**EXERCISE INSTRUCTIONS:** Reproduce the rows below word for word, starting with the first line and going on through the line with "[347,64,396,105]", both ends included. Leave the pictures out of your copy.

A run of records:
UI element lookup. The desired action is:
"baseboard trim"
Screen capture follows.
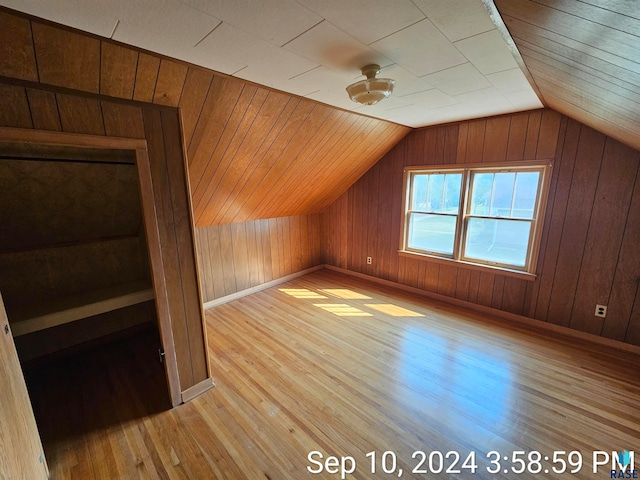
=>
[182,377,216,403]
[204,265,325,310]
[324,265,640,355]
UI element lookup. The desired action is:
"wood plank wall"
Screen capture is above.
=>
[0,79,208,391]
[322,110,640,345]
[0,7,410,226]
[196,214,322,302]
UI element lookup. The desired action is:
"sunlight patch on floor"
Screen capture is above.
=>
[364,303,424,317]
[279,288,327,298]
[313,303,373,317]
[320,288,372,300]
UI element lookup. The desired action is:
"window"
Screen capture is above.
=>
[401,164,550,273]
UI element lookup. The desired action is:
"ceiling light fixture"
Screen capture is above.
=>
[347,64,396,105]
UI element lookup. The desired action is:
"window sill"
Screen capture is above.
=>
[398,250,537,282]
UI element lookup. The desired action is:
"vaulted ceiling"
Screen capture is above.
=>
[495,0,640,150]
[0,0,542,127]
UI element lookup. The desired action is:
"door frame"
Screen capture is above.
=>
[0,127,183,407]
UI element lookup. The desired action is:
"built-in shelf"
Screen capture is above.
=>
[9,282,154,337]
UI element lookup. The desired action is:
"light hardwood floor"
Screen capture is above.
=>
[30,270,640,480]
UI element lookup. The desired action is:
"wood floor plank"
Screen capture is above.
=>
[21,270,640,480]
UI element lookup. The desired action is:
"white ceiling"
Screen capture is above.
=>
[0,0,542,127]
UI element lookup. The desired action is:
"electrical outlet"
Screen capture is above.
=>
[595,305,607,318]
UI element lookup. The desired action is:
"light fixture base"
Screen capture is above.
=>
[347,63,396,105]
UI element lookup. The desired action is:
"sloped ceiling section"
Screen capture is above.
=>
[495,0,640,149]
[183,76,409,226]
[0,8,410,226]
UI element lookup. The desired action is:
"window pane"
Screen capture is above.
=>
[427,175,444,212]
[489,172,516,217]
[465,218,531,267]
[511,172,540,218]
[408,213,456,255]
[411,175,429,212]
[471,173,493,215]
[442,173,462,214]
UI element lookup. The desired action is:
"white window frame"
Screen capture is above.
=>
[399,160,552,279]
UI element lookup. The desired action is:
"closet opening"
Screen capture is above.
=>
[0,131,179,443]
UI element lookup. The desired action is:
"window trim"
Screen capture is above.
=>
[398,159,553,280]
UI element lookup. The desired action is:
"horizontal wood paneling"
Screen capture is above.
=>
[0,10,410,226]
[495,0,640,149]
[196,214,322,302]
[322,110,640,344]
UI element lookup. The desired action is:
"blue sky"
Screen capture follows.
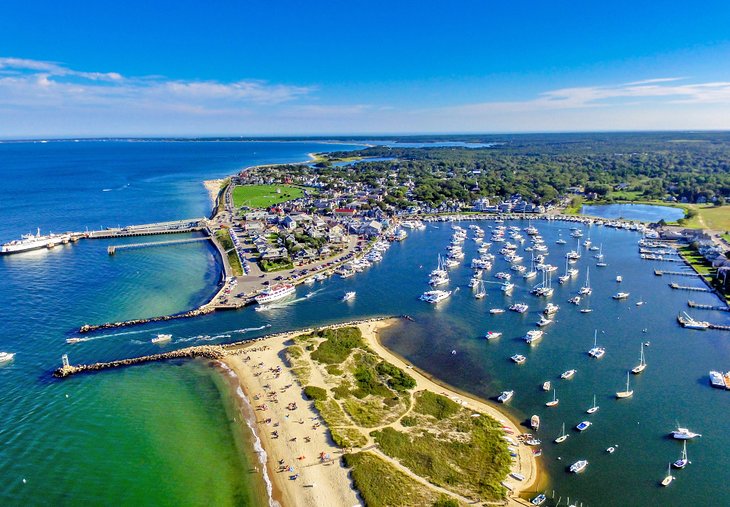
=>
[0,0,730,138]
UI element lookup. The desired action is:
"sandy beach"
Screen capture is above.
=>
[219,320,538,507]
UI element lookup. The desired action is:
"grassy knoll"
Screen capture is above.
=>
[373,393,510,500]
[233,185,304,208]
[344,452,439,507]
[215,229,243,276]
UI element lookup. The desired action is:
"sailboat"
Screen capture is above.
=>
[662,465,674,487]
[586,394,601,414]
[616,372,634,399]
[474,280,487,299]
[672,440,691,468]
[578,268,593,296]
[588,329,606,359]
[631,342,646,375]
[545,389,560,407]
[554,423,570,444]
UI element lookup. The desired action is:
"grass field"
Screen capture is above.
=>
[233,185,304,208]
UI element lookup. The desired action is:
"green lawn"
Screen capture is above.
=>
[233,185,304,208]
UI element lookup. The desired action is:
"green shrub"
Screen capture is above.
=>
[304,386,327,401]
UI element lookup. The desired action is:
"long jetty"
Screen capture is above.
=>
[53,315,406,378]
[106,237,210,255]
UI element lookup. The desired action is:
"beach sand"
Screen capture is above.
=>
[224,319,538,507]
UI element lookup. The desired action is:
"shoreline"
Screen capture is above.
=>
[216,317,544,507]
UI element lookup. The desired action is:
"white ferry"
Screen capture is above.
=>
[0,229,71,255]
[254,283,296,305]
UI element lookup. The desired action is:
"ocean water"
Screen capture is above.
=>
[0,143,730,506]
[580,204,684,222]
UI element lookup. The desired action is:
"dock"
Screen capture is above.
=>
[669,282,712,292]
[687,299,730,312]
[106,237,210,255]
[654,269,702,277]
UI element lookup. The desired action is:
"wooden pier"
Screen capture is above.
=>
[669,282,712,292]
[654,269,702,277]
[687,299,730,312]
[106,237,210,255]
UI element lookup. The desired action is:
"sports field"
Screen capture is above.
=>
[233,185,304,208]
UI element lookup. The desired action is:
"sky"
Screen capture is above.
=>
[0,0,730,139]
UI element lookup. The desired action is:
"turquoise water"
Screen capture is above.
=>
[580,204,684,222]
[0,143,730,506]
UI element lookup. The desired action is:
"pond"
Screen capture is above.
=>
[580,204,684,222]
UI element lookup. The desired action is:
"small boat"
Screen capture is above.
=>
[530,415,540,431]
[497,391,515,403]
[586,394,601,414]
[150,334,172,343]
[530,493,547,505]
[631,342,646,375]
[588,329,606,359]
[672,427,702,440]
[554,423,570,444]
[616,372,634,399]
[570,459,588,474]
[545,389,560,407]
[575,421,593,431]
[662,465,674,487]
[672,440,692,469]
[710,371,727,389]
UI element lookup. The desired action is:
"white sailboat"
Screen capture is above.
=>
[554,423,570,444]
[631,342,646,375]
[616,372,634,399]
[545,389,560,407]
[586,394,601,414]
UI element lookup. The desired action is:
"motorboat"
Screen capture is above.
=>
[570,459,588,474]
[672,440,692,469]
[575,421,593,431]
[150,334,172,343]
[672,427,702,440]
[497,391,515,403]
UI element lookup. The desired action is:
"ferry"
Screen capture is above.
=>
[0,228,71,255]
[420,290,451,304]
[254,284,292,305]
[497,391,515,403]
[150,334,172,343]
[710,371,727,389]
[570,459,588,474]
[677,312,710,331]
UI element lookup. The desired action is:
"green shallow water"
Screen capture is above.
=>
[12,363,266,506]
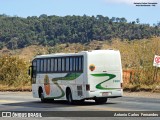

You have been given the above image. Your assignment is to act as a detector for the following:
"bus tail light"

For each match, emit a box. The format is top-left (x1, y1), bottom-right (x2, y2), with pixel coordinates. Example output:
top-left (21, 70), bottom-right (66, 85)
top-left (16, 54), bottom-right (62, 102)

top-left (86, 84), bottom-right (90, 91)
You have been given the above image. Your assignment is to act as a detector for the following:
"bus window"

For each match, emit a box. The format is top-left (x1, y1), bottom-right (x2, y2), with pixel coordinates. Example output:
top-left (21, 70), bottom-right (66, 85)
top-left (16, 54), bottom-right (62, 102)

top-left (43, 59), bottom-right (47, 72)
top-left (72, 57), bottom-right (76, 72)
top-left (58, 58), bottom-right (62, 72)
top-left (75, 57), bottom-right (79, 71)
top-left (62, 58), bottom-right (65, 72)
top-left (37, 59), bottom-right (40, 72)
top-left (65, 57), bottom-right (69, 72)
top-left (69, 57), bottom-right (73, 72)
top-left (40, 59), bottom-right (43, 72)
top-left (47, 59), bottom-right (51, 72)
top-left (54, 58), bottom-right (58, 72)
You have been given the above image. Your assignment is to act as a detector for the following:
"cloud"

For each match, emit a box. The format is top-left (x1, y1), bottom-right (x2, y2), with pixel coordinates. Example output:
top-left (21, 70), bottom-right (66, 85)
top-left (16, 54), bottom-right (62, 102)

top-left (105, 0), bottom-right (160, 4)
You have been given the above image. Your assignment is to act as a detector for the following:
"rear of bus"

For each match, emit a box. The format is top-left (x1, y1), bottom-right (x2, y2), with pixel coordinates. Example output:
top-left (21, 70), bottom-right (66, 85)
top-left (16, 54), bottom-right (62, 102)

top-left (86, 50), bottom-right (123, 103)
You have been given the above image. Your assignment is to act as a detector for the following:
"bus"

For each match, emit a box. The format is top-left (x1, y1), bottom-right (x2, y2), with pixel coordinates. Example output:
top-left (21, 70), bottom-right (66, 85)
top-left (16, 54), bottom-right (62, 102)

top-left (29, 50), bottom-right (123, 104)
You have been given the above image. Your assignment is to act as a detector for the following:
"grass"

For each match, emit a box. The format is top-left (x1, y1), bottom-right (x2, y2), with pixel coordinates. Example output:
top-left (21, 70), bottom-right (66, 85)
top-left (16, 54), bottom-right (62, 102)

top-left (0, 37), bottom-right (160, 92)
top-left (0, 84), bottom-right (32, 92)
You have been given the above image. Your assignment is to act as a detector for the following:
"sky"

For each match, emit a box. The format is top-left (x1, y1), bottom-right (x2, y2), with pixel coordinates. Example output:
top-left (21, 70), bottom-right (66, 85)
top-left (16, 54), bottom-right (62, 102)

top-left (0, 0), bottom-right (160, 25)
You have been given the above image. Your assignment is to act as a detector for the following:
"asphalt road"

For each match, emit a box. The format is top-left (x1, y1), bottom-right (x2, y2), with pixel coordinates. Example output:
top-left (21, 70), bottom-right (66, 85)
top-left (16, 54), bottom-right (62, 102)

top-left (0, 92), bottom-right (160, 120)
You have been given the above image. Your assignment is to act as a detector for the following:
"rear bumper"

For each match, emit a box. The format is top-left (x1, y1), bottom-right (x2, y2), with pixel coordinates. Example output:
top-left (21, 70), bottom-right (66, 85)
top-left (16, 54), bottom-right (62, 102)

top-left (86, 89), bottom-right (123, 98)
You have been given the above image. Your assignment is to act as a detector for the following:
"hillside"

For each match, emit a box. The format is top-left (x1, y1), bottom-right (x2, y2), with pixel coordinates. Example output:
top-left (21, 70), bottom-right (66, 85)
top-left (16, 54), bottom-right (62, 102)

top-left (0, 37), bottom-right (160, 91)
top-left (0, 14), bottom-right (160, 50)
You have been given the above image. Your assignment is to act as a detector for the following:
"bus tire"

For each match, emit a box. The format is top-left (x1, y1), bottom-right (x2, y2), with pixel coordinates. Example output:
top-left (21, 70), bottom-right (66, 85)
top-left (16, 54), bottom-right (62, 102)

top-left (95, 98), bottom-right (107, 104)
top-left (66, 89), bottom-right (73, 104)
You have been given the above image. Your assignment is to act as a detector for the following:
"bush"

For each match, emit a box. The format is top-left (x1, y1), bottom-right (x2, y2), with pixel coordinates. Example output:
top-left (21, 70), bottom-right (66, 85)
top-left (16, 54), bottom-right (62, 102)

top-left (0, 55), bottom-right (30, 87)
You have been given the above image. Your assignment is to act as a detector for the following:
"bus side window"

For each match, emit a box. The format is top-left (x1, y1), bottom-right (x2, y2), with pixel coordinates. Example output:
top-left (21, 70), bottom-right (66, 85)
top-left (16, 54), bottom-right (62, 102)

top-left (43, 59), bottom-right (47, 72)
top-left (65, 57), bottom-right (70, 72)
top-left (51, 58), bottom-right (54, 72)
top-left (37, 59), bottom-right (40, 72)
top-left (75, 57), bottom-right (79, 71)
top-left (54, 58), bottom-right (58, 72)
top-left (78, 57), bottom-right (82, 71)
top-left (47, 59), bottom-right (51, 72)
top-left (72, 57), bottom-right (76, 72)
top-left (40, 59), bottom-right (43, 72)
top-left (58, 58), bottom-right (62, 72)
top-left (62, 58), bottom-right (65, 72)
top-left (69, 57), bottom-right (73, 72)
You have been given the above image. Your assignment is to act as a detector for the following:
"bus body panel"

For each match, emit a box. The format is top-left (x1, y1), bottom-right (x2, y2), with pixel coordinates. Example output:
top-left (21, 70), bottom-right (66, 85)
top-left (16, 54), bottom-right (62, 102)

top-left (32, 50), bottom-right (123, 100)
top-left (88, 50), bottom-right (123, 97)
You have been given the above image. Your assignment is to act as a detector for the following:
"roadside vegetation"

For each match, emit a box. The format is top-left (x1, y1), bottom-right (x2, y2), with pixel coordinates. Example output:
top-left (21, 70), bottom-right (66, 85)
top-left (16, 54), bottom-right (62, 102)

top-left (0, 37), bottom-right (160, 92)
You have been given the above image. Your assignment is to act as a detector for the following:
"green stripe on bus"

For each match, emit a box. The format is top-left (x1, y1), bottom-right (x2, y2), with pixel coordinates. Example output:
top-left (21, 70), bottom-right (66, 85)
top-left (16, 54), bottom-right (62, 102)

top-left (48, 73), bottom-right (82, 99)
top-left (91, 73), bottom-right (117, 90)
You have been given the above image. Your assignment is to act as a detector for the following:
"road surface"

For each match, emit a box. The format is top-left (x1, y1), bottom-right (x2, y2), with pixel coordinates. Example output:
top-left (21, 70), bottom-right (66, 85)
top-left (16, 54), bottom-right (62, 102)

top-left (0, 92), bottom-right (160, 120)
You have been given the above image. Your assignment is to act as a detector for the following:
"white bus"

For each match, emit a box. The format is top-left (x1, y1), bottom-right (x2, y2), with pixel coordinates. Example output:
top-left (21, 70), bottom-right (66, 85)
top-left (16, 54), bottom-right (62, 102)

top-left (30, 50), bottom-right (123, 104)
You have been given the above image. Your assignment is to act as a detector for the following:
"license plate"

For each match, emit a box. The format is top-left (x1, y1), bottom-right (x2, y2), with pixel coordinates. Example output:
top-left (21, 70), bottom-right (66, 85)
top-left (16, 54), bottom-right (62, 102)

top-left (102, 92), bottom-right (108, 96)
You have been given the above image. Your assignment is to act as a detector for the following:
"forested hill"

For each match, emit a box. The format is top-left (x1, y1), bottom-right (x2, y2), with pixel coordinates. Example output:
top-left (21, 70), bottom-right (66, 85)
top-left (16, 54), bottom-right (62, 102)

top-left (0, 14), bottom-right (160, 49)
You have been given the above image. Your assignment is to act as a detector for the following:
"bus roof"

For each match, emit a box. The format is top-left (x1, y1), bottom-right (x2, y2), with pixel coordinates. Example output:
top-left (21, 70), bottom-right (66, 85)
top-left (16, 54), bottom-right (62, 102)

top-left (35, 49), bottom-right (119, 58)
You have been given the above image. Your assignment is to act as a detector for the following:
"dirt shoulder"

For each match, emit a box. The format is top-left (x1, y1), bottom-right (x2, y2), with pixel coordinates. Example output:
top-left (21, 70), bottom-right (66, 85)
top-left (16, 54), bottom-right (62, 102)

top-left (0, 91), bottom-right (160, 99)
top-left (123, 91), bottom-right (160, 99)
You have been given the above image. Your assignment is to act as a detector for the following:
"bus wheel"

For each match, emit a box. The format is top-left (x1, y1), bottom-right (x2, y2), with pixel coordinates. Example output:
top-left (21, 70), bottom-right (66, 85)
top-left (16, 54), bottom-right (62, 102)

top-left (66, 90), bottom-right (73, 104)
top-left (95, 98), bottom-right (107, 104)
top-left (40, 92), bottom-right (47, 103)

**FINISHED TASK:**
UI element lookup. The desired action is:
"baseboard trim"
Screen capture follows.
=>
[182,377,216,403]
[204,265,325,310]
[324,265,640,355]
UI element lookup. The desired action is:
"wood plank wall"
Screen capture is above.
=>
[0,79,208,391]
[322,110,640,345]
[0,7,410,226]
[196,214,322,302]
UI element lookup. The desired action is:
"sunlight patch on floor"
Screen capture is above.
=>
[364,303,424,317]
[279,288,327,298]
[313,303,373,317]
[320,288,372,300]
UI element lookup. The desired action is:
"window"
Screen capture is above.
=>
[401,164,550,273]
UI element lookup. The desired action is:
"ceiling light fixture"
Screen capture is above.
=>
[347,64,396,105]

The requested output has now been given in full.